What the task asks: Copy these lines exactly, beginning at the line that contains "of the distant" and continuing through the last line of the records.

○ ○ ○

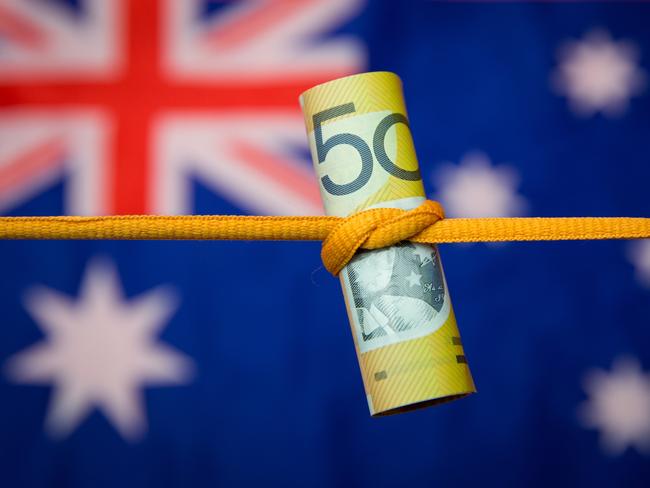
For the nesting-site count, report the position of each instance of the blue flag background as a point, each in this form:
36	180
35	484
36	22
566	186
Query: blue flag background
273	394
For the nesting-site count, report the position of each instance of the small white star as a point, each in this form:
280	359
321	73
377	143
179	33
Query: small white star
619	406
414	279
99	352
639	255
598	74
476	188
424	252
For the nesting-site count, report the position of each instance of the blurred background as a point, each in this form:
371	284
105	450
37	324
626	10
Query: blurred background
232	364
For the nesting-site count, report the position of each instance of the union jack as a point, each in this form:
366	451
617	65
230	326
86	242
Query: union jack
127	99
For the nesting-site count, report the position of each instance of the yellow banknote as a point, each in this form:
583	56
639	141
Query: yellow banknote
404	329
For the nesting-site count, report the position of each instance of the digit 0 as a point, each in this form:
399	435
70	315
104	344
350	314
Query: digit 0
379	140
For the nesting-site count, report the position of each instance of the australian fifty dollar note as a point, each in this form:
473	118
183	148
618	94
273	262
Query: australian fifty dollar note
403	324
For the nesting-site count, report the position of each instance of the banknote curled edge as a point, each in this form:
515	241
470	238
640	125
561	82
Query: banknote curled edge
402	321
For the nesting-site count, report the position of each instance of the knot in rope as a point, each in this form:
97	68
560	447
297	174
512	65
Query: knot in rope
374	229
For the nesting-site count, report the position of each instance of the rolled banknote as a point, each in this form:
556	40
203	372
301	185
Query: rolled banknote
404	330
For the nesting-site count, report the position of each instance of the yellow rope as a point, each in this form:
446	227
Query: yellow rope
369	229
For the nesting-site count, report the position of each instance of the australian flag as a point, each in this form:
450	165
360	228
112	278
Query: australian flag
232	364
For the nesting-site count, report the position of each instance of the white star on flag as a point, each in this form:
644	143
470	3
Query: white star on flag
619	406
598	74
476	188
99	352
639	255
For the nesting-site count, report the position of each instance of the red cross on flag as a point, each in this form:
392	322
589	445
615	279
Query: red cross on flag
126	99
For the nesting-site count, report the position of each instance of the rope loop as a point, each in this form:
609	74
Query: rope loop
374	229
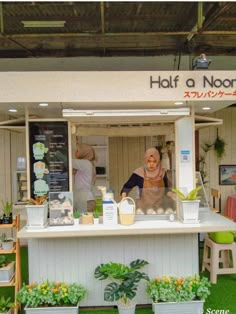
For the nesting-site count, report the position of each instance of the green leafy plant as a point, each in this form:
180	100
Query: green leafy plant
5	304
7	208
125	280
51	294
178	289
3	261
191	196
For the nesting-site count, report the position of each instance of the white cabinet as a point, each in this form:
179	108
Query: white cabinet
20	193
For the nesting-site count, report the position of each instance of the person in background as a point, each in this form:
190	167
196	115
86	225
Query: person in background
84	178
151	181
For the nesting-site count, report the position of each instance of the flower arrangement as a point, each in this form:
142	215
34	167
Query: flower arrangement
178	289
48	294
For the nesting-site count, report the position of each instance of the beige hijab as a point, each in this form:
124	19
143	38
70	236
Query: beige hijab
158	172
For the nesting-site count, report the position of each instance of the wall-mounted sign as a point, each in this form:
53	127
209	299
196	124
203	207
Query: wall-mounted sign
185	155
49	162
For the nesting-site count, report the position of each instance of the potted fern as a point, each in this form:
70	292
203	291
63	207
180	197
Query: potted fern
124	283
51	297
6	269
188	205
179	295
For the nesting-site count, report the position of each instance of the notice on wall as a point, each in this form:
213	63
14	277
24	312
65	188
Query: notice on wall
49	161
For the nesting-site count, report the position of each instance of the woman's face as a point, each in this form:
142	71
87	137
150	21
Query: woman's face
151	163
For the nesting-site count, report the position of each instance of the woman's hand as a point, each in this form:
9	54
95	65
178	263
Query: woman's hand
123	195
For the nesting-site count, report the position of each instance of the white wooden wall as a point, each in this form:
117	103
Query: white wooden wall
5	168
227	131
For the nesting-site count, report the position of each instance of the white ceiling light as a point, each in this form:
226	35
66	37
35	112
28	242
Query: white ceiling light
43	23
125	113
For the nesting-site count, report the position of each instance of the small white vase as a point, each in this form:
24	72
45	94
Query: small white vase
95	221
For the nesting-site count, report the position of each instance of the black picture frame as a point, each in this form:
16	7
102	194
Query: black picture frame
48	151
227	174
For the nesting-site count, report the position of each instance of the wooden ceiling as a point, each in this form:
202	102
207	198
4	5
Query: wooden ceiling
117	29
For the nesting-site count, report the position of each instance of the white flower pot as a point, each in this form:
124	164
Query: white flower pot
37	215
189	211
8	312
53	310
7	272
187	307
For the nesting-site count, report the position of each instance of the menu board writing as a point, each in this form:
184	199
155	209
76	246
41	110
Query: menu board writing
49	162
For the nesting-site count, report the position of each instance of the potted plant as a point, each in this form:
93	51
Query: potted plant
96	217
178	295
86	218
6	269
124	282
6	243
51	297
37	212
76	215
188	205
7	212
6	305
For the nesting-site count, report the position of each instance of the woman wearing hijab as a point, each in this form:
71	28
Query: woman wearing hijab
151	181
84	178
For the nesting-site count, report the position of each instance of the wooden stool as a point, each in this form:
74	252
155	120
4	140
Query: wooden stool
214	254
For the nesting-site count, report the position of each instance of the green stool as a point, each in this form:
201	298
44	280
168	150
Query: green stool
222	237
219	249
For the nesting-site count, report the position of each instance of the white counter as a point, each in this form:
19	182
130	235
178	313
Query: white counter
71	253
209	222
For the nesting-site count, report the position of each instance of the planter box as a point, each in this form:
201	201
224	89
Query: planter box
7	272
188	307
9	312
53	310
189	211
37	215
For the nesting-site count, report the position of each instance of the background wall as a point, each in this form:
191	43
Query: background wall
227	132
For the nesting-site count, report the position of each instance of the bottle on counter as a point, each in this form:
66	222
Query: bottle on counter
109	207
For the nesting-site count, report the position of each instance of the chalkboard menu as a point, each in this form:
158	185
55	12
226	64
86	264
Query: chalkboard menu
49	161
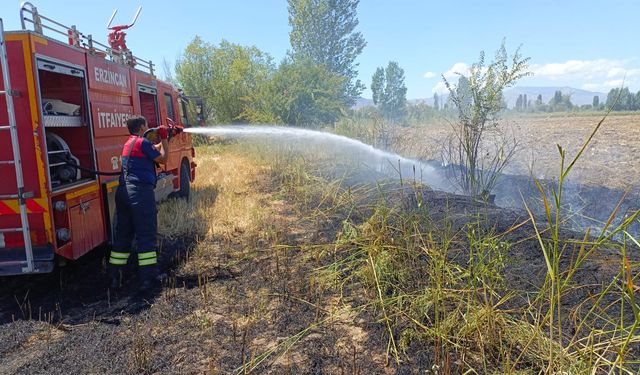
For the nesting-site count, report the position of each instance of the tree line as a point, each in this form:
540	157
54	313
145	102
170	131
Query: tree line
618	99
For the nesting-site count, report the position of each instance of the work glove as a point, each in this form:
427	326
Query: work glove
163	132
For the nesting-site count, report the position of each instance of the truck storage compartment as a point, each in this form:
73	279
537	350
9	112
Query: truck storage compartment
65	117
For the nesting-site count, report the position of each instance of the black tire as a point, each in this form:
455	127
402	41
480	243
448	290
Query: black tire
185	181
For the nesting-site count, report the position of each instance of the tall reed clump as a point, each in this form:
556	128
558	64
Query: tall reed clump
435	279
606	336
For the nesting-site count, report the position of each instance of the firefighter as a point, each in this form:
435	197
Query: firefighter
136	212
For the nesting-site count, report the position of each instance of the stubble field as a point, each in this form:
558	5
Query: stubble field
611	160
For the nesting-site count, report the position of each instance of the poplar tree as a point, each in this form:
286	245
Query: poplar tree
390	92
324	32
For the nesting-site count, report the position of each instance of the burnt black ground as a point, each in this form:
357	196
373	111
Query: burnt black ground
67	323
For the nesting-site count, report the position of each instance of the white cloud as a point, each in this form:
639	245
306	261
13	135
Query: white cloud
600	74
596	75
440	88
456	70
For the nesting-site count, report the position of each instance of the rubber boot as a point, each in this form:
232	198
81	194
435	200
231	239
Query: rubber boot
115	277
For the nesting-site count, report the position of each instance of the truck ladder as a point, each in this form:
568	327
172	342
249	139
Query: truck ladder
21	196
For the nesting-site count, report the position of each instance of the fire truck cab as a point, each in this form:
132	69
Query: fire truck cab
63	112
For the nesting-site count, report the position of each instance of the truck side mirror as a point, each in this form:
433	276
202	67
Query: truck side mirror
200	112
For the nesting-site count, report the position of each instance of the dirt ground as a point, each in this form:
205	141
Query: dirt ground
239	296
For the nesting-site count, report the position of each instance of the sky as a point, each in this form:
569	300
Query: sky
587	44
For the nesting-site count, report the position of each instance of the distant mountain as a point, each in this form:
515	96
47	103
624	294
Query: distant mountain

○ ○ ○

Solution to this exercise:
For the nesting-site count, report the position of each instance of the distant mountain as a point, each in this form:
515	96
47	103
624	294
Query: distant mountain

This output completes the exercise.